TEXT SECTION —
________________

Moscow tries to counterbalance Chinese influence in Laos
Russian-Laotian friendship goes back a long way, a legacy of Moscow’s ties with the local communist regime. Thanks to its infrastructure projects, Beijing now plays a dominant role in the country. Nonetheless, Russia and Laos want to renew trade and military collaboration.
Moscow (AsiaNews) – The recent visit to Laos by Russian Foreign Minister Sergey Lavrov focused on the “China factor”.
Beijing plays a dominant role in the small Southeast Asian country, above all through the construction of strategic infrastructures.
The Chinese are currently building a railway that will connect the Laotian capital Vientiane to Kunming, in the Chinese province of Yunnan, a US$ 7 billion project that is going ahead despite the pandemic.
Laos, like other Chinese partners, is becoming an “eternal debtor” to China.
To counterbalance the influence of its powerful neighbour, Laos is seeking Russian support; Moscow however lacks the wherewithal it had during Soviet times, and can hardly compete with China for control of the country.
Despite the huge distance that separates Russia from Laos, relations between the two countries have always remained very close and friendly.
Minister Lavrov met with Laotian Prime Minister Phankham Viphavanh and President Thongloun Sisoulith on Thursday without translators, a legacy of 60 years of close ties between the Lao People's Democratic Republic and its “Russian brothers”, the USSR first and now the Russian Federation.
At the start of the visit, Lavrov and his Laotian counterpart Saleumxay Kommasith submitted themselves to the traditional photo op. The two officials took off their masks and warmly hugged exchanging compliments in Russian.
Before starting his career, Kommasith studied for six years at Moscow State University of International Relations and Lavrov was one of his professors.
In Soviet times, President Sisoulith studied at the Leningrad State Pedagogical Institute, now the Herzen State Pedagogical University of Russia in St Petersburg (formerly Leningrad), and then headed the Russian language programme at the National University of Laos.
During his rise through the ranks of the Lao People's Revolutionary Party, the only party allowed in the country, he never missed an opportunity to visit his “second homeland”, Russia.
More than any other country, the Soviet Union helped the Lao People's Democratic Republic since its founding in 1975, supplying cars, fuel, food and consumer goods.
Kommasith thanked Russia for its help in the fight against COVID-19, which remains a major challenge in the country, albeit not as great as in other countries in the region.
Back in March Laotian authorities rolled out a major vaccination campaign administering the Russia’s Sputnik-V vaccine.
Although facing shortages at home and a new pandemic wave, Moscow pledged to send large quantities of the vaccine to Laos.
Lavrov and Laotian leaders also discussed ways to resume trade. But military cooperation topped the agenda.
A special group of Russian deminers cleared an airstrip from more than a thousand pieces of unexploded ordnance left by the US between 1964 and 1973.
Now Moscow will help Laos upgrade the military airfield, bringing new supplies and advanced military technologies, and providing training to the country’s armed forces.

________________

SUPPLIED MATERIAL —
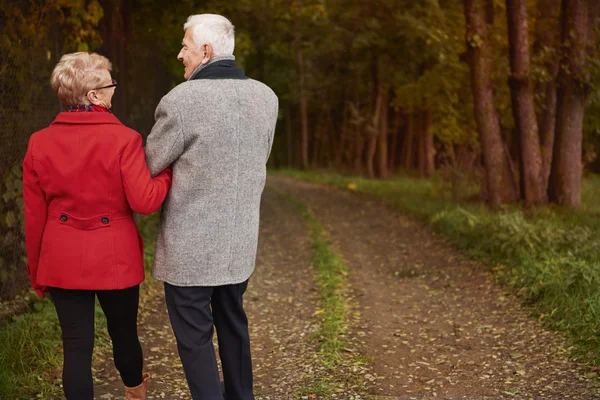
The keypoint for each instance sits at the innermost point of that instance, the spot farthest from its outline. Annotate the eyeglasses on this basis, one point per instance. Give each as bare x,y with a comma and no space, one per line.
114,84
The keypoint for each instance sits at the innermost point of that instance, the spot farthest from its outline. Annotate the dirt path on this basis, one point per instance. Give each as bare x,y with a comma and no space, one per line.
281,301
433,323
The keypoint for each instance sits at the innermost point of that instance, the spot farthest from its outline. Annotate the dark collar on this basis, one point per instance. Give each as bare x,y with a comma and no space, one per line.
223,69
66,117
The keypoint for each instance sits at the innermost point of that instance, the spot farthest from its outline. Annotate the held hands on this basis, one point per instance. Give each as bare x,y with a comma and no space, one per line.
38,289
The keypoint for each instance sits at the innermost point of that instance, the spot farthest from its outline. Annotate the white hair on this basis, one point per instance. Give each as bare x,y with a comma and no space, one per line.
212,29
76,74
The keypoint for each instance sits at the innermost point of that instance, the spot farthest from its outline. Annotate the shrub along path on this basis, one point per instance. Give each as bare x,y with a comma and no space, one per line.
431,324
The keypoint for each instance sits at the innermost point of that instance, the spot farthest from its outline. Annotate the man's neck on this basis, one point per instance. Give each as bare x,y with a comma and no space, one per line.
211,61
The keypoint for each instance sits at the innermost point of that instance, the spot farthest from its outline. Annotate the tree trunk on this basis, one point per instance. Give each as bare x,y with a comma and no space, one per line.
382,140
302,96
523,103
546,46
407,147
394,141
485,113
114,35
289,137
565,179
427,155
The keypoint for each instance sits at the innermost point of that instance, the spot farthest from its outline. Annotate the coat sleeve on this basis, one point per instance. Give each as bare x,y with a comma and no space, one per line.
144,193
272,131
36,212
166,141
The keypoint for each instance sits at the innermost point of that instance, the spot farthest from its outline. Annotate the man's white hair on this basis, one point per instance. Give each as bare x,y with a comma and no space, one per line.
212,29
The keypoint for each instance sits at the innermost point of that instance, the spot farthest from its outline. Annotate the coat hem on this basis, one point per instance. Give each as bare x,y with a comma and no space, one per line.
173,282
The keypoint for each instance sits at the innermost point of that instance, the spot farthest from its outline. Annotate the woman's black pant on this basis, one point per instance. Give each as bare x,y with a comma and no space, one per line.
75,309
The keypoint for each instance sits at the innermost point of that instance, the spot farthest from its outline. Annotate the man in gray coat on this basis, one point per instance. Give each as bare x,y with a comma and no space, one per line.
216,131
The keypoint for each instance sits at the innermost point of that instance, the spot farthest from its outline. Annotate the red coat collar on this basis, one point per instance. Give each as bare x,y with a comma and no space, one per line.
86,118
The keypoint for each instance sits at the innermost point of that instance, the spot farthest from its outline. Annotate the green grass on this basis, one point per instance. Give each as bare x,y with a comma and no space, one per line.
31,345
550,256
331,279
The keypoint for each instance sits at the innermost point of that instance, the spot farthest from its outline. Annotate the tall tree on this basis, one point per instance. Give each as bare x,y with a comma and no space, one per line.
532,188
565,179
488,124
546,48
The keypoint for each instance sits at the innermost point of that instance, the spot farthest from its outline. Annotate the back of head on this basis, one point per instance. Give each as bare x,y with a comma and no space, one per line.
212,29
76,74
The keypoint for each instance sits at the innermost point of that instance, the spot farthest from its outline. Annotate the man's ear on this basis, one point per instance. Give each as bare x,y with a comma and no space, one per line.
92,97
207,52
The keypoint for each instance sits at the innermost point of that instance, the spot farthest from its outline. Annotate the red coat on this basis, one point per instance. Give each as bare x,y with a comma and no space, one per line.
82,178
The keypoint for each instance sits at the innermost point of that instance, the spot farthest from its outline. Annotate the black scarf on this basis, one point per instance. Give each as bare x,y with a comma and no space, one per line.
223,69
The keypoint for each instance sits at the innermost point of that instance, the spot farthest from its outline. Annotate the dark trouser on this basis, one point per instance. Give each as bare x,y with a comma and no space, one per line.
192,321
75,309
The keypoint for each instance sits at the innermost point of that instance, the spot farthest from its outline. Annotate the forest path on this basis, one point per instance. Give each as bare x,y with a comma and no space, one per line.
431,323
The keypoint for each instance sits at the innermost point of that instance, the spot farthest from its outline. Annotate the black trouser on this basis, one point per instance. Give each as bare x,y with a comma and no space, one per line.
75,309
192,320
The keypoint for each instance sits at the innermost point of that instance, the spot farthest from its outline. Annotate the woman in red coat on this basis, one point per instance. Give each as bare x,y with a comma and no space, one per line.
83,177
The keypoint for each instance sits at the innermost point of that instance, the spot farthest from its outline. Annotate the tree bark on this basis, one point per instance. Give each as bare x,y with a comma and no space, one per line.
485,113
394,141
407,147
523,104
427,155
302,96
382,140
546,45
289,137
565,178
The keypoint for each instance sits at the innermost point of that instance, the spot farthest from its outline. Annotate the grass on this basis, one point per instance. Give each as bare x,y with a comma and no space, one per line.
31,345
550,256
331,279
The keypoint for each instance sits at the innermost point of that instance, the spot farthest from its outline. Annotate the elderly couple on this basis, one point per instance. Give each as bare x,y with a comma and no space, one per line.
85,175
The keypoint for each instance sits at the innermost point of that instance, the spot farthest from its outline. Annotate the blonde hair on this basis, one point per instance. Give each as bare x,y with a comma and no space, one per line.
76,74
212,29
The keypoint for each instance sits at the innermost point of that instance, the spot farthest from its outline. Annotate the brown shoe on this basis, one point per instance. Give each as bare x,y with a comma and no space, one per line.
138,392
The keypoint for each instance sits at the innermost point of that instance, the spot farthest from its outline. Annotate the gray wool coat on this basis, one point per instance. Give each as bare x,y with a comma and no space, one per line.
217,136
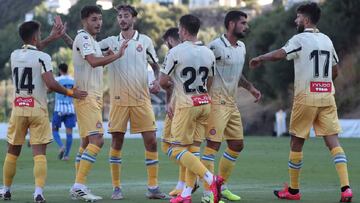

________________

WHAT YOU SHOULD DO — In the article on Russia and Laos, what did the special group of Russian deminers clear?

RESPONSE TO THE TASK — An airstrip, removing more than a thousand pieces of unexploded ordnance left by the US between 1964 and 1973.